Working with Dover sole as a whole fish needs an experienced hand. But an excellent substitute is below. People don’t talk much about meunière, but it is truly one of the most exotic plain but delicious dishes, maybe topped with a few microgreens on the plate. It is served around the world in best restaurants at sometimes outrageously high prices and not nearly enough pieces, right up there with roasted marrow bone prices, said in restaurant reviews to sell for as much as $600 per plate.

When plated and served in such an environment, you are paying for the benefit of enjoying your meunière plate served on a white linen tablecloth and upscale cutlery, on perhaps special high-end china. The price is reflected in the environment. Made at home, even eaten standing at the counter, dinner for one, the meunière is still fit for royalty.

Note: The photo on this article shows all the things you should not do when sautéing sole fillets, as noted in the recipe.

I try to avoid using flour where possible; for example in my soups. I use thickened half and half cream, reduced.

But on occasion only flour will do such as when making Dover sole meunière or even sole fillets meunière. I’m thinking one day I’ll use semolina as a substitute, or even add shredded coconut. Maybe even almond flour since almonds and fish appreciate each other.

For six medium-size frozen-at-source fillets, straight from the freezer, I use a whole stick of unsalted butter eased into a beurre noisette in a wide sauté pan with low sides. You don’t want the fish to steam. Keep the shallow sauté pan on medium-high heat. Try to avoid the fillet pieces touching one another.

On a large platter I put two whole cups of plain all-purpose flour; no seasoning. You will toss the remainder flour after you coat both sides of each frozen sole piece, using tongs. Do not save the flour for use on another day.

Yes, frozen. We live inland from the Atlantic Ocean and the unfrozen sole at the fish market turns to mush, even though they call it fresh. Avoid. I find it impossible to work with. The frozen fillets work fine. Do not defrost. Let the still-frozen sole pieces rest briefly in the flour, turning once. Stack the dredged fillets on a working plate. Only flour the fillets immediately before ready to sauté. To help keep counter mess at a minimum, spread out an extra-large clean tea towel you can shake free of flour flitters, or use layers of paper towel. Work carefully and gently.

Given material –

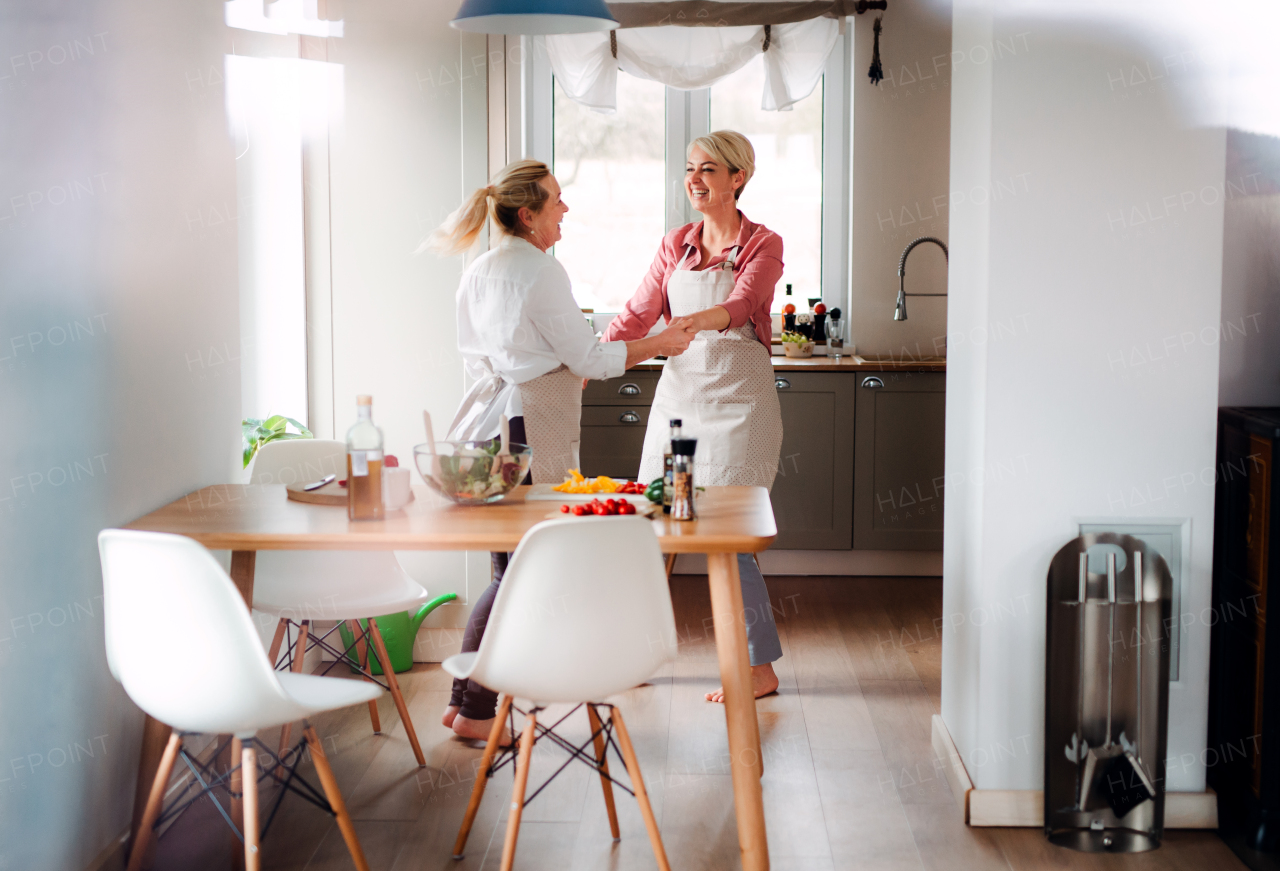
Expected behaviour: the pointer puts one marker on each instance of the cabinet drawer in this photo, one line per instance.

Given exercise A –
According to the sole meunière extract, how much flour goes on the platter for dredging the fillets?
Given exercise B –
Reproduce the sole meunière extract between "On a large platter" and "on another day.", inclusive.

Written answer A –
Two whole cups of plain all-purpose flour, with no seasoning.

Written answer B –
On a large platter I put two whole cups of plain all-purpose flour; no seasoning. You will toss the remainder flour after you coat both sides of each frozen sole piece, using tongs. Do not save the flour for use on another day.